Extrait.
_ _ _ _ _ _ _
Le premier ravageur des ruches est le varroa. Il s’agit d’un acarien qui s’attaque aux larves des abeilles et aux jeunes adultes. Il se nourrit de l’hémolymphe et du corps gras des insectes. Lorsque beaucoup de varroas infestent une colonie, les abeilles trop faibles meurent prématurément. Dans un premier temps, la colonie produit moins de miel. Puis, toutes les abeilles meurent en masse. On parle d’effondrement des colonies.
Le second ravageur est le frelon asiatique. C’est un prédateur redoutable qui peut exterminer en quelques jours une colonie d’abeilles. Il chasse les butineuses qui tentent de rejoindre leur ruche. Et il alimente ses larves avec ses proies.
En France, l’apiculture n’est durable que si les ravageurs sont traités ou écartés. Plusieurs méthodes et traitements existent. Mais ils ne sont réellement efficaces qu’à condition d’être appliqués au bon moment.
L’apiculture de précision peut venir en aide à l’apiculteur, en mettant en place une surveillance continue de l’état sanitaire des colonies. Des outils sont développés pour compter les acariens présents dans les ruches. D’autres pour alerter l’apiculteur lorsque des frelons sont trop nombreux sur le rucher.

Beewise, une start-up israélienne dirigée par Saar Safra a inventé une ruche connectée particulièrement performante. Il s’agit de la Beehome. Celle-ci est mobile et reçoit de nombreuses colonies. Elle peut être transportée pour les transhumances ou assurer la pollinisation des champs cultivés. Mais elle est surtout capable de surveiller l’état sanitaire des colonies qu’elle contient et d’effectuer des traitements anti-varroas en cas de nécessité.
La Beehome est aussi capable d’effectuer toutes les mesures citées : température intérieure et extérieure, humidité, vibrations, poids des colonies,… Et vous ne serez pas surpris d’apprendre qu’elle est aussi capable de réaliser la récolte du miel sans l’intervention de l’apiculteur. La présence de ce dernier est pour le moment nécessaire lorsqu’il faut collecter le miel extrait par la ruche robotisée.
_ _ _ _ _ _ _
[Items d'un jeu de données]

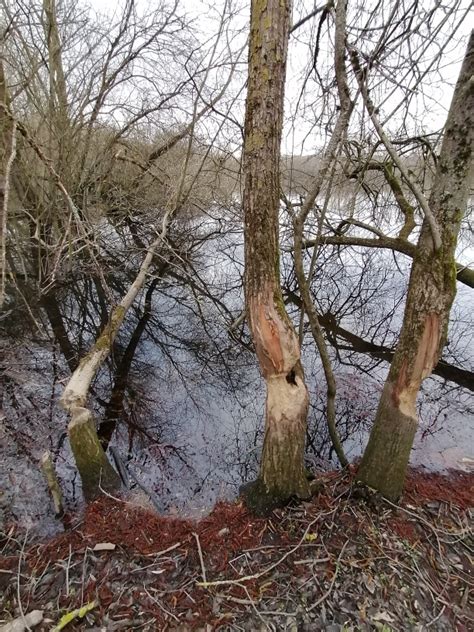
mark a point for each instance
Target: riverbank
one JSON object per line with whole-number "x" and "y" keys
{"x": 338, "y": 562}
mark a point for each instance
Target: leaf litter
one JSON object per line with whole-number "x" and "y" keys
{"x": 336, "y": 563}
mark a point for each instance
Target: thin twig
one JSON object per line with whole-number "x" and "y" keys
{"x": 18, "y": 585}
{"x": 333, "y": 581}
{"x": 201, "y": 559}
{"x": 247, "y": 578}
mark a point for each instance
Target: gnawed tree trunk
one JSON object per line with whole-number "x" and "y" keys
{"x": 282, "y": 473}
{"x": 94, "y": 467}
{"x": 431, "y": 292}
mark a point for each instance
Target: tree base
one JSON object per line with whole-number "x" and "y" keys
{"x": 260, "y": 501}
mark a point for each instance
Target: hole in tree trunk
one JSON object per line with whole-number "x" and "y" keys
{"x": 291, "y": 377}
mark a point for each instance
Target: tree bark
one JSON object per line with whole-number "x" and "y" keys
{"x": 431, "y": 292}
{"x": 282, "y": 473}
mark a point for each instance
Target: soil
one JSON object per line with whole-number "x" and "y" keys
{"x": 337, "y": 562}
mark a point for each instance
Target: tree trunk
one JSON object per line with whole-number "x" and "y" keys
{"x": 282, "y": 473}
{"x": 431, "y": 292}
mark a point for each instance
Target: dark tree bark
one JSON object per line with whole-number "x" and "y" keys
{"x": 282, "y": 473}
{"x": 431, "y": 292}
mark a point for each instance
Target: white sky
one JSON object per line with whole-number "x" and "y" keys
{"x": 306, "y": 135}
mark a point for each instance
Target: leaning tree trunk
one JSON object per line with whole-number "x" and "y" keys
{"x": 431, "y": 292}
{"x": 282, "y": 473}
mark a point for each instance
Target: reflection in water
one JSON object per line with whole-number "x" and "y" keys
{"x": 180, "y": 398}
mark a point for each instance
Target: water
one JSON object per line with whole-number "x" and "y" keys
{"x": 191, "y": 421}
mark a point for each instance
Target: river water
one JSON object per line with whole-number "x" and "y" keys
{"x": 191, "y": 426}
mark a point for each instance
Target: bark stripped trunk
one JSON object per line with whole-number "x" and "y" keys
{"x": 282, "y": 473}
{"x": 430, "y": 295}
{"x": 96, "y": 472}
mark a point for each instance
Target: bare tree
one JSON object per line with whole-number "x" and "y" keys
{"x": 282, "y": 472}
{"x": 430, "y": 295}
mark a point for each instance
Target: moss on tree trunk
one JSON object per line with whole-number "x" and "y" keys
{"x": 282, "y": 473}
{"x": 431, "y": 293}
{"x": 97, "y": 474}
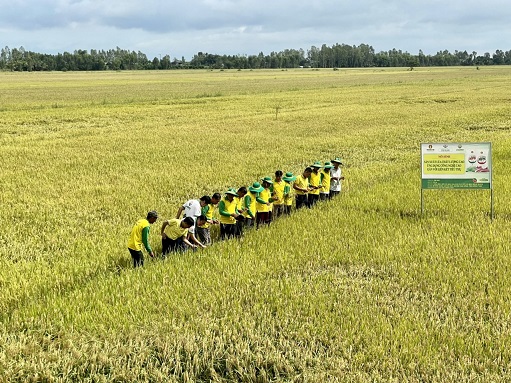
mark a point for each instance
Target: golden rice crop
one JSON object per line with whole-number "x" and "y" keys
{"x": 362, "y": 288}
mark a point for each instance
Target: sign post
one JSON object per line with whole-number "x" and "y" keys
{"x": 466, "y": 166}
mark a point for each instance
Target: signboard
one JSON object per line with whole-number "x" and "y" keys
{"x": 456, "y": 165}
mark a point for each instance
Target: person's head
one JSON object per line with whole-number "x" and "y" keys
{"x": 230, "y": 194}
{"x": 201, "y": 220}
{"x": 205, "y": 200}
{"x": 242, "y": 191}
{"x": 215, "y": 198}
{"x": 152, "y": 216}
{"x": 187, "y": 222}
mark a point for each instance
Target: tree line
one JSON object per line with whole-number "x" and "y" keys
{"x": 335, "y": 56}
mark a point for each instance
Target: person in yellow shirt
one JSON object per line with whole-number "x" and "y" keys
{"x": 277, "y": 194}
{"x": 325, "y": 182}
{"x": 301, "y": 187}
{"x": 249, "y": 203}
{"x": 228, "y": 214}
{"x": 288, "y": 192}
{"x": 263, "y": 203}
{"x": 203, "y": 232}
{"x": 240, "y": 220}
{"x": 140, "y": 236}
{"x": 174, "y": 234}
{"x": 314, "y": 184}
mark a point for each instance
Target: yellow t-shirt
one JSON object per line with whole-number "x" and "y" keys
{"x": 265, "y": 196}
{"x": 135, "y": 239}
{"x": 302, "y": 183}
{"x": 229, "y": 207}
{"x": 278, "y": 192}
{"x": 314, "y": 180}
{"x": 288, "y": 198}
{"x": 174, "y": 230}
{"x": 325, "y": 183}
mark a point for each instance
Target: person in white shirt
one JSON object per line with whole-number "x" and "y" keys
{"x": 335, "y": 177}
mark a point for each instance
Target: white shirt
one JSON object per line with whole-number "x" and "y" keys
{"x": 193, "y": 210}
{"x": 335, "y": 185}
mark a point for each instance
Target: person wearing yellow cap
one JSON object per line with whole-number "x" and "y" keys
{"x": 249, "y": 203}
{"x": 204, "y": 231}
{"x": 263, "y": 203}
{"x": 325, "y": 182}
{"x": 228, "y": 214}
{"x": 140, "y": 236}
{"x": 277, "y": 194}
{"x": 288, "y": 192}
{"x": 314, "y": 184}
{"x": 301, "y": 187}
{"x": 335, "y": 177}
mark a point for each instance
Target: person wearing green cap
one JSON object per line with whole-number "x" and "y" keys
{"x": 263, "y": 203}
{"x": 140, "y": 236}
{"x": 314, "y": 184}
{"x": 335, "y": 177}
{"x": 301, "y": 187}
{"x": 249, "y": 202}
{"x": 288, "y": 192}
{"x": 325, "y": 182}
{"x": 228, "y": 214}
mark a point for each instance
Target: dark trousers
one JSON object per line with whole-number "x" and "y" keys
{"x": 313, "y": 199}
{"x": 301, "y": 201}
{"x": 137, "y": 256}
{"x": 168, "y": 245}
{"x": 227, "y": 230}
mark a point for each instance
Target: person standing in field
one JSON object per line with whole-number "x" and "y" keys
{"x": 277, "y": 194}
{"x": 140, "y": 236}
{"x": 335, "y": 177}
{"x": 249, "y": 202}
{"x": 240, "y": 206}
{"x": 288, "y": 192}
{"x": 193, "y": 209}
{"x": 301, "y": 187}
{"x": 325, "y": 182}
{"x": 314, "y": 184}
{"x": 263, "y": 203}
{"x": 228, "y": 214}
{"x": 174, "y": 234}
{"x": 204, "y": 231}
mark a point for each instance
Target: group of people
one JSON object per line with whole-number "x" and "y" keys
{"x": 237, "y": 210}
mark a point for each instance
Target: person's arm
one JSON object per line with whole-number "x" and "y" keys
{"x": 248, "y": 200}
{"x": 145, "y": 240}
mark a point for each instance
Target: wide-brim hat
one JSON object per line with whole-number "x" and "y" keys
{"x": 267, "y": 179}
{"x": 289, "y": 177}
{"x": 256, "y": 187}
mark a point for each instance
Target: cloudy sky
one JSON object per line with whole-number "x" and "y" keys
{"x": 185, "y": 27}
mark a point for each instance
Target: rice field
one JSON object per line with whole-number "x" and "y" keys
{"x": 359, "y": 289}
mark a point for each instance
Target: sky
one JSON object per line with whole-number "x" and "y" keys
{"x": 246, "y": 27}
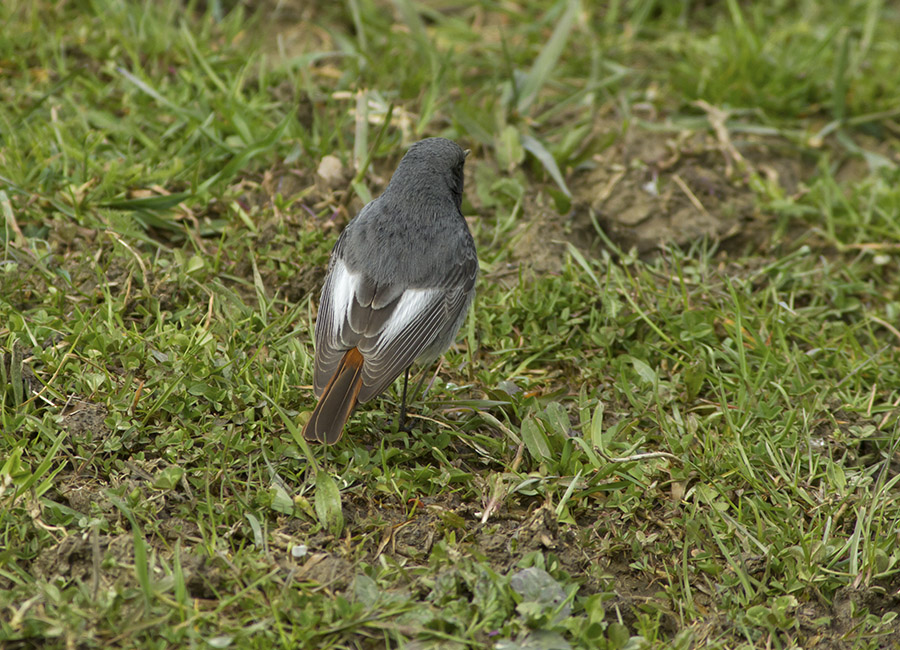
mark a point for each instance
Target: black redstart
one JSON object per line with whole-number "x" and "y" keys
{"x": 400, "y": 282}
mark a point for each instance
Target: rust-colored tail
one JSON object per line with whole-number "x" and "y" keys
{"x": 326, "y": 424}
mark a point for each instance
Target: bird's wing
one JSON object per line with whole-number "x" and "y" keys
{"x": 390, "y": 325}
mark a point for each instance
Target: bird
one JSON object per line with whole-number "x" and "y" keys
{"x": 400, "y": 282}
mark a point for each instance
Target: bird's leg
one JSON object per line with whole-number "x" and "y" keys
{"x": 401, "y": 419}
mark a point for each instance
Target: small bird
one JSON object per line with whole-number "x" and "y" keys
{"x": 400, "y": 282}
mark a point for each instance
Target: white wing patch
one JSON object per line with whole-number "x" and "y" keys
{"x": 343, "y": 289}
{"x": 412, "y": 303}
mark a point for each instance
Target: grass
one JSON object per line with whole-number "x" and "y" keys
{"x": 691, "y": 447}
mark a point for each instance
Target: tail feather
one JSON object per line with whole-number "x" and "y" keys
{"x": 326, "y": 424}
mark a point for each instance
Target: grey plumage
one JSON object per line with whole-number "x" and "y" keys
{"x": 400, "y": 280}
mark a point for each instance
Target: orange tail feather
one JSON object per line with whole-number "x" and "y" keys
{"x": 337, "y": 402}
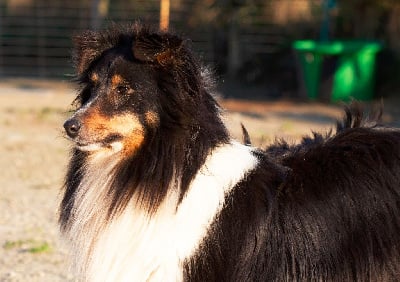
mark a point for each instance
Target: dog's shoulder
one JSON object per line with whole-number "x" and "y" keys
{"x": 360, "y": 145}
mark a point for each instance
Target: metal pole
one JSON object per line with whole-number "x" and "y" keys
{"x": 164, "y": 14}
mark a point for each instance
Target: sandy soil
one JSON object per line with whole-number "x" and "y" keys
{"x": 34, "y": 157}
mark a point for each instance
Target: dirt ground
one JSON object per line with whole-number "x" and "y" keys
{"x": 34, "y": 153}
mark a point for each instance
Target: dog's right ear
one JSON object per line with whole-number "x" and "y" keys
{"x": 88, "y": 46}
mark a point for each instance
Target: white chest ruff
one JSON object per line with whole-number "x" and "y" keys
{"x": 134, "y": 247}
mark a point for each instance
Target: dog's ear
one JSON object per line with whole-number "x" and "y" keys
{"x": 88, "y": 46}
{"x": 162, "y": 49}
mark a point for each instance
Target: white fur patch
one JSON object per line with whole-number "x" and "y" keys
{"x": 134, "y": 247}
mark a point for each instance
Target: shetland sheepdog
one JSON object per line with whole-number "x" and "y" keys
{"x": 157, "y": 190}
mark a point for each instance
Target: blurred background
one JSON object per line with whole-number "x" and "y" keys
{"x": 283, "y": 69}
{"x": 248, "y": 42}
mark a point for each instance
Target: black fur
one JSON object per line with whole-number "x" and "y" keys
{"x": 327, "y": 209}
{"x": 324, "y": 210}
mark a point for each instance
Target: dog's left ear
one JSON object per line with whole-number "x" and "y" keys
{"x": 161, "y": 49}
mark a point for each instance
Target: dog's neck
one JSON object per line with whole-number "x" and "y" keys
{"x": 135, "y": 244}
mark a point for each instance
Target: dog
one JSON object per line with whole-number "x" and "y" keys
{"x": 157, "y": 190}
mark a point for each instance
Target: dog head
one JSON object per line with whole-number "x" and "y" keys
{"x": 135, "y": 82}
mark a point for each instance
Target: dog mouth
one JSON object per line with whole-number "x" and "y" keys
{"x": 112, "y": 142}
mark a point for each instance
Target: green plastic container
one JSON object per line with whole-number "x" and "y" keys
{"x": 355, "y": 71}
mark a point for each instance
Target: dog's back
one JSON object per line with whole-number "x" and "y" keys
{"x": 325, "y": 210}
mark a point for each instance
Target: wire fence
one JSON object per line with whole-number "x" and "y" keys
{"x": 35, "y": 35}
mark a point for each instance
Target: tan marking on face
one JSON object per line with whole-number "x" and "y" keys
{"x": 97, "y": 127}
{"x": 116, "y": 80}
{"x": 94, "y": 77}
{"x": 151, "y": 118}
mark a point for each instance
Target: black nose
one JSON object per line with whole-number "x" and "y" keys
{"x": 72, "y": 127}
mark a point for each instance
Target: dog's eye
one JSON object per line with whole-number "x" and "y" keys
{"x": 122, "y": 89}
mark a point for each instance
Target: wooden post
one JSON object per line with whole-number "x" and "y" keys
{"x": 164, "y": 14}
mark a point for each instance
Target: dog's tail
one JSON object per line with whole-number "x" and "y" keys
{"x": 355, "y": 117}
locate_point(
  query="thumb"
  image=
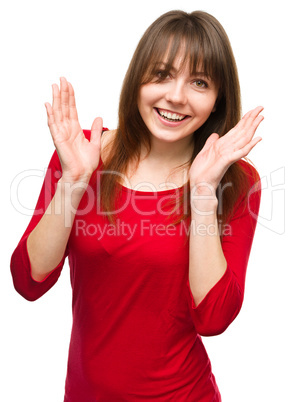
_ _ _ _ _ _ _
Consignes.
• 1. Répondez aux questions suivantes à l'aide de l'extrait.
(a) De quoi le varroa se nourrit-il ?
(b) Qui dirige la start-up Beewise ?
(c) Dans quel cas la présence de l'apiculteur est-elle pour le moment nécessaire auprès de la Beehome ?
• 2. Recopiez le passage de l'extrait situé entre "En France, l’apiculture" et "sur le rucher.", ces deux bornes comprises.

Corrigé.
• 1.
(a) Il se nourrit de l'hémolymphe et du corps gras des insectes.
(b) Elle est dirigée par Saar Safra.
(c) Sa présence est nécessaire lorsqu'il faut collecter le miel extrait par la ruche robotisée.

• 2.
En France, l’apiculture n’est durable que si les ravageurs sont traités ou écartés. Plusieurs méthodes et traitements existent. Mais ils ne sont réellement efficaces qu’à condition d’être appliqués au bon moment.
L’apiculture de précision peut venir en aide à l’apiculteur, en mettant en place une surveillance continue de l’état sanitaire des colonies. Des outils sont développés pour compter les acariens présents dans les ruches. D’autres pour alerter l’apiculteur lorsque des frelons sont trop nombreux sur le rucher.